>> begin Extract provided

Page 230 - Week 01 - Wednesday, 26 February 2014

Next page . . . . Previous page . . . . Speeches . . . . Contents . . . . Debates(HTML) . . . . PDF . . . . Video


I do have concerns about this motion. I think that it achieves very little in terms of taking the debate forward since we last spoke in this place. But if the government want to examine a couple of reports that do not exist, it is really a matter for them to worry about.

MR RATTENBURY (Molonglo—Minister for Territory and Municipal Services, Minister for Corrections, Minister for Housing, Minister for Aboriginal and Torres Strait Islander Affairs and Minister for Ageing) (5.56): I welcome the discussion Ms Porter has sought to bring to the Assembly today. These are challenging issues and the snide tone of Mr Hanson's comments added very little to the debate and reflect much more on him than on the nature of Ms Porter's motion. These end-of-life issues are very important to the Canberra community. As the decision-makers in this Assembly we should be doing all we can to ensure that people can maintain a quality of life in their later years and that when they have a terminal illness they are empowered to make critical decisions about their own life and death. Giving them that power is about giving a person control and dignity in what is probably the most significant and vulnerable time in a person's life.

>> end Extract provided

__Work instructions__.
a) Answer these questions about the Assembly debate extract:
(i) What day and date does the page header give?
(ii) Which electorate is named beside Mr Rattenbury?
(iii) Whose motion is being debated?
b) Write out the Assembly debate extract again, everything from "Next page ." down to "to worry about.", switching "reports" to "studies".
The records aren't needed for any of this.

>> begin Raw records

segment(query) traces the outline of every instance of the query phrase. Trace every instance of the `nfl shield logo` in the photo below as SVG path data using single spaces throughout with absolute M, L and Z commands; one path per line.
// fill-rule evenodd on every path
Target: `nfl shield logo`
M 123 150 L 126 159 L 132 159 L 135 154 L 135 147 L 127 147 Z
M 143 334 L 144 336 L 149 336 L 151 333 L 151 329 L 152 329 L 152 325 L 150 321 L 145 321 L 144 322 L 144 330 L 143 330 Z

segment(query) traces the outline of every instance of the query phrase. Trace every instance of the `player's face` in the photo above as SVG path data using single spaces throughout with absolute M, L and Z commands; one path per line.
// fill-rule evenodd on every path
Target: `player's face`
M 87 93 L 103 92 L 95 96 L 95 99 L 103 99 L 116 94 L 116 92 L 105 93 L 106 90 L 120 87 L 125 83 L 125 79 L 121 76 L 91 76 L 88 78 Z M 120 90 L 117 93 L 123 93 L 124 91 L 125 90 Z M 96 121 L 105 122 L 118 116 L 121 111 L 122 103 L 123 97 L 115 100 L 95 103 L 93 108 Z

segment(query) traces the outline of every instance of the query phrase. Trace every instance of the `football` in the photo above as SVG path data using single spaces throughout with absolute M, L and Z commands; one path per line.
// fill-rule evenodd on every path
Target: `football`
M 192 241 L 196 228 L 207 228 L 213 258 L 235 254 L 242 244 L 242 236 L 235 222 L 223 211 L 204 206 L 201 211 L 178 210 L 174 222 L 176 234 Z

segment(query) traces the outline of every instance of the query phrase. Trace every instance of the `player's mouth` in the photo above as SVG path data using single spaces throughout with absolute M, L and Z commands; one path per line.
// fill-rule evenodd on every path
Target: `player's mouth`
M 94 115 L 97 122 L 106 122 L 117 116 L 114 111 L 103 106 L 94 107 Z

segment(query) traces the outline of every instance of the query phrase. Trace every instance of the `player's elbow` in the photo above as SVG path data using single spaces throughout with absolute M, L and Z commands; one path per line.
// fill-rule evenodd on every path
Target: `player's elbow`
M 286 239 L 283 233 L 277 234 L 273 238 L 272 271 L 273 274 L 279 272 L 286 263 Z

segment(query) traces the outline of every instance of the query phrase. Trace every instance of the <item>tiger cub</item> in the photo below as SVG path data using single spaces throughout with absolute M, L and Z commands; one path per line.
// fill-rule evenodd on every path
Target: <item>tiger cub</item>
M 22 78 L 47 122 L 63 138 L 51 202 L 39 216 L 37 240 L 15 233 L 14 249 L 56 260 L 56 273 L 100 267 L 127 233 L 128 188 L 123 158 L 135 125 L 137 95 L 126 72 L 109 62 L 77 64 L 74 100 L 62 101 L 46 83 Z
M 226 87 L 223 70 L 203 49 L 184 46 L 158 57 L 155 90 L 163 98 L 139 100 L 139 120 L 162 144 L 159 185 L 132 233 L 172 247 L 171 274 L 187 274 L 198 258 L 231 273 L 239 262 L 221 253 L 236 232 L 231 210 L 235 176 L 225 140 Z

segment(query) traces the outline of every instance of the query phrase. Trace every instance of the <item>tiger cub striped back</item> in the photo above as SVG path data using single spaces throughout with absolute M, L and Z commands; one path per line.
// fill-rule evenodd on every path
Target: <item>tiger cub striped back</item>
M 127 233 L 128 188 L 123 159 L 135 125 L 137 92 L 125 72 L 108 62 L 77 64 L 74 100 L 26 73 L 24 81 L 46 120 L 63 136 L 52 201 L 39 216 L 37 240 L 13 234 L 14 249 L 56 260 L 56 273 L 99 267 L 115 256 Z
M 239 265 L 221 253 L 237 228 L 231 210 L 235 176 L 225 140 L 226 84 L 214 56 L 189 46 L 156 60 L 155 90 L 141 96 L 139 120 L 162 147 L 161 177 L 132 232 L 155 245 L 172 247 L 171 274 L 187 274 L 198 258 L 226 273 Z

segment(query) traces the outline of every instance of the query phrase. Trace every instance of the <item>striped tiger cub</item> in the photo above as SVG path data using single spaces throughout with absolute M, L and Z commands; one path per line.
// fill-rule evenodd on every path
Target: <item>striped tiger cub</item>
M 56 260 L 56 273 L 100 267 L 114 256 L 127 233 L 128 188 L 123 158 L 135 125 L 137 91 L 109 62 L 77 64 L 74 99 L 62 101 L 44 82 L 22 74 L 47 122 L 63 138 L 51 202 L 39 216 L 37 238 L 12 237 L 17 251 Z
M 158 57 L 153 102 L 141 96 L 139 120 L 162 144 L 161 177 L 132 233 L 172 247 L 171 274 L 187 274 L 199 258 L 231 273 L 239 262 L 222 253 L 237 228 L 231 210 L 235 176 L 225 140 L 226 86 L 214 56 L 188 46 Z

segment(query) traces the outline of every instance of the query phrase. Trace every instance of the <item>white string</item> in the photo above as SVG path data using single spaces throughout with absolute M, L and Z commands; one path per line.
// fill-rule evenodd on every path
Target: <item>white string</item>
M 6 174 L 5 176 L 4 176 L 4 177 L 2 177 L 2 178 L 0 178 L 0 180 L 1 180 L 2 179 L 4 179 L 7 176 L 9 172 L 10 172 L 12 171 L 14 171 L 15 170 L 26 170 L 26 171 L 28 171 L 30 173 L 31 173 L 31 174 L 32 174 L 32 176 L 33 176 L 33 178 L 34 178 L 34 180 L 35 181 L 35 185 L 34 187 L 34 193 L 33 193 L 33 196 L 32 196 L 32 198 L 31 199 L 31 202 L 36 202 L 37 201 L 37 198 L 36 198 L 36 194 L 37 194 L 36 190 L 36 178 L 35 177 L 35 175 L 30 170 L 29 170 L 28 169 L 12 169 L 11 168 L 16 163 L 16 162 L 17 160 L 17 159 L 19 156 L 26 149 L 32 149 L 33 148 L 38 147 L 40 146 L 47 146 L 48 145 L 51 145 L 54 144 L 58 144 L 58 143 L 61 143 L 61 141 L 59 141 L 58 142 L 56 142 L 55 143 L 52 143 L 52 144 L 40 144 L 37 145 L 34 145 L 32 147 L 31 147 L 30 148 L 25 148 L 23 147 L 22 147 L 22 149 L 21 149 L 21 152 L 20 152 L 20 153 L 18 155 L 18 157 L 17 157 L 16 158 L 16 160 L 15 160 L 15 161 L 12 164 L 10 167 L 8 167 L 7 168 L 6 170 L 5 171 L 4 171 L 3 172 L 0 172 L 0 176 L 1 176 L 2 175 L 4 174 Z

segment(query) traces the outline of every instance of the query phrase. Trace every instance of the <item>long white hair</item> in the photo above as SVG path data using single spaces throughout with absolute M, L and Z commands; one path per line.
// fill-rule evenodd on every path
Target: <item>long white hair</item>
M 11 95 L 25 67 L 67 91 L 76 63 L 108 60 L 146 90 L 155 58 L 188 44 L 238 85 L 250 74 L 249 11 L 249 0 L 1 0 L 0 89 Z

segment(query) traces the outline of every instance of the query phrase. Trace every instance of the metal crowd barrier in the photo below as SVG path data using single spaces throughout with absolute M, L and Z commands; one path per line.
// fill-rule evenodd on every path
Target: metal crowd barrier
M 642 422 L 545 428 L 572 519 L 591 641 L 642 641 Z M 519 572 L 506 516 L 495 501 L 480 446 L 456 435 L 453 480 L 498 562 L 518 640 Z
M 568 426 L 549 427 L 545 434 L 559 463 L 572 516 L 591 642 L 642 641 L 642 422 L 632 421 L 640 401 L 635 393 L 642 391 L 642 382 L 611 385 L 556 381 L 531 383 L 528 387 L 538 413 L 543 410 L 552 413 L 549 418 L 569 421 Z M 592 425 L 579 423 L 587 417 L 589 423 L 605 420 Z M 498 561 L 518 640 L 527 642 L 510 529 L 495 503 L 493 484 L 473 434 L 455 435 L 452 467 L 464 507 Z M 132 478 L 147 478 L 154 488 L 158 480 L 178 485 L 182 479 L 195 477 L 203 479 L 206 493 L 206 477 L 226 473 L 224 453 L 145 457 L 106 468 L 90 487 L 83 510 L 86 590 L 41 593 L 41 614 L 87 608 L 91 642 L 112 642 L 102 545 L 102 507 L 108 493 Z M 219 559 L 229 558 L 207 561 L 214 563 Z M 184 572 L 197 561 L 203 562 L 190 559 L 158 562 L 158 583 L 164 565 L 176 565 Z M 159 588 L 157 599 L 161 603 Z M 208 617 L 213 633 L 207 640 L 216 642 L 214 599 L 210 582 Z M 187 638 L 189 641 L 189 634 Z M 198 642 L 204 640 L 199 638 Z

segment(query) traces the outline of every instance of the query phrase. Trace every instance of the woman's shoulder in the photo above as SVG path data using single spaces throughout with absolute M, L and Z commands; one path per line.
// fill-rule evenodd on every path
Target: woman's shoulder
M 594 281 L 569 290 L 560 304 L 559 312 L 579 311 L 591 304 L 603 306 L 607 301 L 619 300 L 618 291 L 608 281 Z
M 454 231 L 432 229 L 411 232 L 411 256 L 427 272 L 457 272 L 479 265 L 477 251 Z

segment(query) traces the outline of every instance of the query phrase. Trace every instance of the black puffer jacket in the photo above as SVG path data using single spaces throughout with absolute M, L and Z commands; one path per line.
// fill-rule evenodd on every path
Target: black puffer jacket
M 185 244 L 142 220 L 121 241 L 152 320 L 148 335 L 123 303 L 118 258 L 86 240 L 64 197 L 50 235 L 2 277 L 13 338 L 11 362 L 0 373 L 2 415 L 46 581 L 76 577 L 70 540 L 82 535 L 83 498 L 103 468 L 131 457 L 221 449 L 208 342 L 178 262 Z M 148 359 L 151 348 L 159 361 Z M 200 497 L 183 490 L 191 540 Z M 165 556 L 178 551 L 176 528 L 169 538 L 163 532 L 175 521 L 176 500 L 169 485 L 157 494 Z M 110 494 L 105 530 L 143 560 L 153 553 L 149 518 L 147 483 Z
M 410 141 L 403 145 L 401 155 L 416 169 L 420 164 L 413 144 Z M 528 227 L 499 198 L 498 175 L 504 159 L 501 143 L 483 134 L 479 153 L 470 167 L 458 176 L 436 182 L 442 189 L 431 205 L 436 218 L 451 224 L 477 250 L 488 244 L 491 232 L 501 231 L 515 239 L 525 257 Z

>> end Raw records

__Task responses__.
a)
(i) Wednesday, 26 February 2014
(ii) Molonglo
(iii) Ms Porter's

b)
Next page . . . . Previous page . . . . Speeches . . . . Contents . . . . Debates(HTML) . . . . PDF . . . . Video


I do have concerns about this motion. I think that it achieves very little in terms of taking the debate forward since we last spoke in this place. But if the government want to examine a couple of studies that do not exist, it is really a matter for them to worry about.